Work to be completed: Find every line in the material below that contains the word "town", and copy each of those lines in full.

Given data:

* begin *

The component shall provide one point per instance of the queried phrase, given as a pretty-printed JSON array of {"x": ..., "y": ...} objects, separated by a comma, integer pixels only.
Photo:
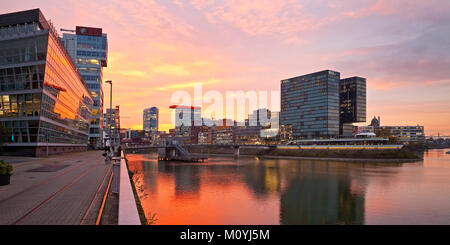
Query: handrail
[{"x": 128, "y": 212}]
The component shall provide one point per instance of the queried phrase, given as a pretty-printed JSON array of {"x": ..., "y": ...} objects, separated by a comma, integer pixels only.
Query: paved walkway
[{"x": 69, "y": 195}]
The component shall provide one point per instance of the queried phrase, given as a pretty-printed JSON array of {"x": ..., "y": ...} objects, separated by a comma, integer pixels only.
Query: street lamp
[{"x": 109, "y": 116}]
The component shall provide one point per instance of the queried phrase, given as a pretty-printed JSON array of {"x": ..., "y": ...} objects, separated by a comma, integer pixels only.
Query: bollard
[{"x": 116, "y": 177}]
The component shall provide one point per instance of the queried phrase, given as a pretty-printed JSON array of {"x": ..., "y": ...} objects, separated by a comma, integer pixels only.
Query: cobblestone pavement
[{"x": 59, "y": 197}]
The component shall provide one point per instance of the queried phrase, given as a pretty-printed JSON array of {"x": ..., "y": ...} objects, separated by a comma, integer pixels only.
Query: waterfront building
[
  {"x": 205, "y": 135},
  {"x": 376, "y": 122},
  {"x": 406, "y": 134},
  {"x": 112, "y": 125},
  {"x": 224, "y": 135},
  {"x": 88, "y": 48},
  {"x": 285, "y": 133},
  {"x": 44, "y": 103},
  {"x": 150, "y": 122},
  {"x": 366, "y": 129},
  {"x": 260, "y": 117},
  {"x": 310, "y": 103},
  {"x": 150, "y": 119},
  {"x": 352, "y": 104},
  {"x": 247, "y": 135},
  {"x": 187, "y": 116}
]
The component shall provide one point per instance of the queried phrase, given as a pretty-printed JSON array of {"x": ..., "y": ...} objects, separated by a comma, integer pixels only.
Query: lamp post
[{"x": 109, "y": 116}]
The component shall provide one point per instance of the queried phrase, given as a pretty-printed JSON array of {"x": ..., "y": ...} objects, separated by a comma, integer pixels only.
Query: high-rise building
[
  {"x": 187, "y": 116},
  {"x": 150, "y": 119},
  {"x": 352, "y": 93},
  {"x": 406, "y": 134},
  {"x": 111, "y": 126},
  {"x": 88, "y": 48},
  {"x": 44, "y": 103},
  {"x": 310, "y": 103}
]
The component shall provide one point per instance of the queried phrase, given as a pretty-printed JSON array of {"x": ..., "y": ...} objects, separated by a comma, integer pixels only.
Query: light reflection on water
[{"x": 261, "y": 191}]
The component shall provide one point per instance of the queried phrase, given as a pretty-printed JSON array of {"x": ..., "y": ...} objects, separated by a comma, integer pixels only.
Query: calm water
[{"x": 255, "y": 191}]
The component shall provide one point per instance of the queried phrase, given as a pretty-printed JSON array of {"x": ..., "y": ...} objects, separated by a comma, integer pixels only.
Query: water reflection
[{"x": 255, "y": 191}]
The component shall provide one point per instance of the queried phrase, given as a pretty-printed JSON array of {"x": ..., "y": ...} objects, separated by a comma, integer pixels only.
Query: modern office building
[
  {"x": 352, "y": 93},
  {"x": 111, "y": 126},
  {"x": 407, "y": 134},
  {"x": 150, "y": 119},
  {"x": 187, "y": 116},
  {"x": 44, "y": 103},
  {"x": 310, "y": 103},
  {"x": 88, "y": 48}
]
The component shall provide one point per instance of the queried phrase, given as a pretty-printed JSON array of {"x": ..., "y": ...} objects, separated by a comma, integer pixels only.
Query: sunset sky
[{"x": 402, "y": 47}]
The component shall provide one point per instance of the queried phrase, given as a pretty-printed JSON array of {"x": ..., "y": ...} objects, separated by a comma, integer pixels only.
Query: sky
[{"x": 156, "y": 47}]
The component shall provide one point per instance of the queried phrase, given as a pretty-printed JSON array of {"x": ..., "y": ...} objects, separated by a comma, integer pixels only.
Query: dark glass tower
[
  {"x": 310, "y": 103},
  {"x": 352, "y": 95},
  {"x": 43, "y": 100}
]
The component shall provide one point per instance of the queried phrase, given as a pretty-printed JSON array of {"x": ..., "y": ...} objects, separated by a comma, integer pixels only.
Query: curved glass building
[{"x": 44, "y": 103}]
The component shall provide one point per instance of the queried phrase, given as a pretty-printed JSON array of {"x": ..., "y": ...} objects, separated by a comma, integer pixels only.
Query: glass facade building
[
  {"x": 111, "y": 125},
  {"x": 44, "y": 103},
  {"x": 353, "y": 100},
  {"x": 88, "y": 48},
  {"x": 310, "y": 104},
  {"x": 150, "y": 119},
  {"x": 352, "y": 93}
]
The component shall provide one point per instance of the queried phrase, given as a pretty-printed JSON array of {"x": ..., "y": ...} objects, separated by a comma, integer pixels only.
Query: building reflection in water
[{"x": 253, "y": 191}]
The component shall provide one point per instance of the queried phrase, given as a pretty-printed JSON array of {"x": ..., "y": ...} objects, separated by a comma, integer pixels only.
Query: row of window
[
  {"x": 90, "y": 77},
  {"x": 91, "y": 54}
]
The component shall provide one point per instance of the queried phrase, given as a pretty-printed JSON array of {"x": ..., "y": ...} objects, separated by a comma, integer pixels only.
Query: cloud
[
  {"x": 187, "y": 85},
  {"x": 417, "y": 61}
]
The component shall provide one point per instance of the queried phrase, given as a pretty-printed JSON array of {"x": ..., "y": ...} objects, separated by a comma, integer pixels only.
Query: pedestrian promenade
[{"x": 65, "y": 189}]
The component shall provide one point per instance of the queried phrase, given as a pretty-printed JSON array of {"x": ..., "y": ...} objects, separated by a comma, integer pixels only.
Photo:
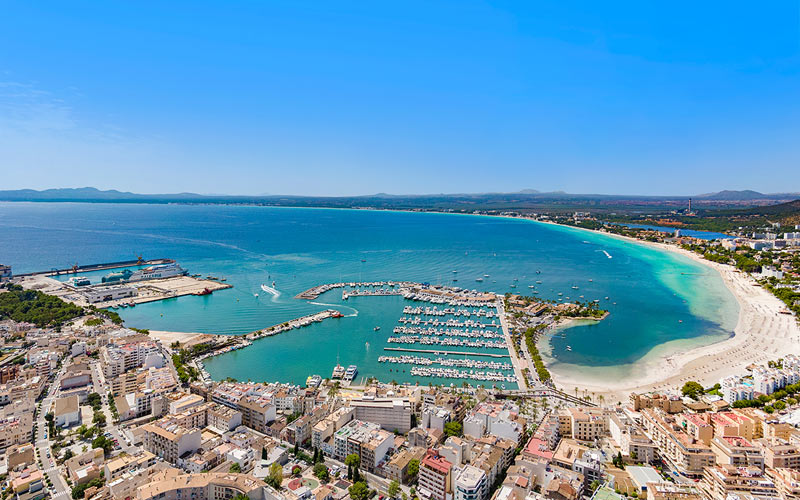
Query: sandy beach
[{"x": 761, "y": 334}]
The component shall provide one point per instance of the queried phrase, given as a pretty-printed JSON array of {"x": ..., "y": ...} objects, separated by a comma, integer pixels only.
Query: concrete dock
[{"x": 439, "y": 351}]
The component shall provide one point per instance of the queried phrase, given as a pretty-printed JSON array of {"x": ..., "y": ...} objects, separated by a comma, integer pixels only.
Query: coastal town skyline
[{"x": 407, "y": 250}]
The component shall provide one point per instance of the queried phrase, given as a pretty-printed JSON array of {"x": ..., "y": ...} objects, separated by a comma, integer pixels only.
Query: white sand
[{"x": 761, "y": 334}]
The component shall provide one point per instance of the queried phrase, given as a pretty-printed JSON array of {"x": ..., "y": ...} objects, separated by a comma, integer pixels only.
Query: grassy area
[{"x": 31, "y": 306}]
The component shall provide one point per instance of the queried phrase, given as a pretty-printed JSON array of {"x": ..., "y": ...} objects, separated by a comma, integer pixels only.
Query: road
[
  {"x": 99, "y": 384},
  {"x": 60, "y": 490}
]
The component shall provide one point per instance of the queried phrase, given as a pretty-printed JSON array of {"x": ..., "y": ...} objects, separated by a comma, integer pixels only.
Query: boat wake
[
  {"x": 351, "y": 315},
  {"x": 275, "y": 293}
]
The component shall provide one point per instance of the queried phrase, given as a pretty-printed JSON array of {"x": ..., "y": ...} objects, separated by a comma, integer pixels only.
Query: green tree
[
  {"x": 103, "y": 442},
  {"x": 413, "y": 468},
  {"x": 322, "y": 473},
  {"x": 453, "y": 429},
  {"x": 99, "y": 418},
  {"x": 394, "y": 489},
  {"x": 692, "y": 389},
  {"x": 359, "y": 491},
  {"x": 275, "y": 477}
]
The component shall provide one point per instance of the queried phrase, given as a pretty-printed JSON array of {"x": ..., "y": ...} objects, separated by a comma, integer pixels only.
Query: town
[{"x": 94, "y": 410}]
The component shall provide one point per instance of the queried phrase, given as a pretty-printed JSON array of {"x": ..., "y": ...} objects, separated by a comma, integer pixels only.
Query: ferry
[
  {"x": 158, "y": 271},
  {"x": 350, "y": 373}
]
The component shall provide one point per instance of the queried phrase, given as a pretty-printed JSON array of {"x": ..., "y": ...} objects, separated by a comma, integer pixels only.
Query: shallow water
[{"x": 649, "y": 290}]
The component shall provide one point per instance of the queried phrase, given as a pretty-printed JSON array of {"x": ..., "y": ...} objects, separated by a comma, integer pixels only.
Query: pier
[
  {"x": 294, "y": 323},
  {"x": 98, "y": 267},
  {"x": 452, "y": 353}
]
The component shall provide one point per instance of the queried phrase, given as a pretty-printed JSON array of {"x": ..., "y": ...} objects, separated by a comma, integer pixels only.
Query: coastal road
[
  {"x": 517, "y": 363},
  {"x": 98, "y": 380},
  {"x": 42, "y": 444}
]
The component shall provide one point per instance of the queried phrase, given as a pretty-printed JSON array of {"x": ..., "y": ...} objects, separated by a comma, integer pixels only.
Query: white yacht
[{"x": 158, "y": 271}]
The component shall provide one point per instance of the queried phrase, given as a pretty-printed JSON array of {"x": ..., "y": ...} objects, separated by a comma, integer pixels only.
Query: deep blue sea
[{"x": 654, "y": 296}]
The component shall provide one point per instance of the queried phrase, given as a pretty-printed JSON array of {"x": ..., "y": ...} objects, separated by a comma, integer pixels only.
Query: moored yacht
[{"x": 350, "y": 373}]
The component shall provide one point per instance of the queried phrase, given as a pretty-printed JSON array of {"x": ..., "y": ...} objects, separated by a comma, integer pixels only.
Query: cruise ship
[
  {"x": 351, "y": 373},
  {"x": 80, "y": 281},
  {"x": 158, "y": 271}
]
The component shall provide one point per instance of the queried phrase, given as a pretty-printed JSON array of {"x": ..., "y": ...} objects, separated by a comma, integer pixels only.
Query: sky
[{"x": 348, "y": 98}]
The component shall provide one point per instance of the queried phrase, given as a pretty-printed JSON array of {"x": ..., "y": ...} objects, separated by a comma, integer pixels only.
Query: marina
[{"x": 439, "y": 351}]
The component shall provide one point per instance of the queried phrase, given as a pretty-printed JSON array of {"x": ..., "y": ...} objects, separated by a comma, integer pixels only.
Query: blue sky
[{"x": 339, "y": 98}]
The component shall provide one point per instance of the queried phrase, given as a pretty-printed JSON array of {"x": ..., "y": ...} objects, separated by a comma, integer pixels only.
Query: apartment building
[
  {"x": 737, "y": 451},
  {"x": 666, "y": 403},
  {"x": 688, "y": 454},
  {"x": 787, "y": 482},
  {"x": 779, "y": 454},
  {"x": 726, "y": 481},
  {"x": 322, "y": 433},
  {"x": 583, "y": 424},
  {"x": 470, "y": 483},
  {"x": 397, "y": 468},
  {"x": 498, "y": 418},
  {"x": 258, "y": 412},
  {"x": 392, "y": 414},
  {"x": 222, "y": 418},
  {"x": 169, "y": 441},
  {"x": 366, "y": 439},
  {"x": 733, "y": 424},
  {"x": 630, "y": 439},
  {"x": 125, "y": 464},
  {"x": 434, "y": 477}
]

* end *

Answer for the task:
Query: coastal town skyline
Query: town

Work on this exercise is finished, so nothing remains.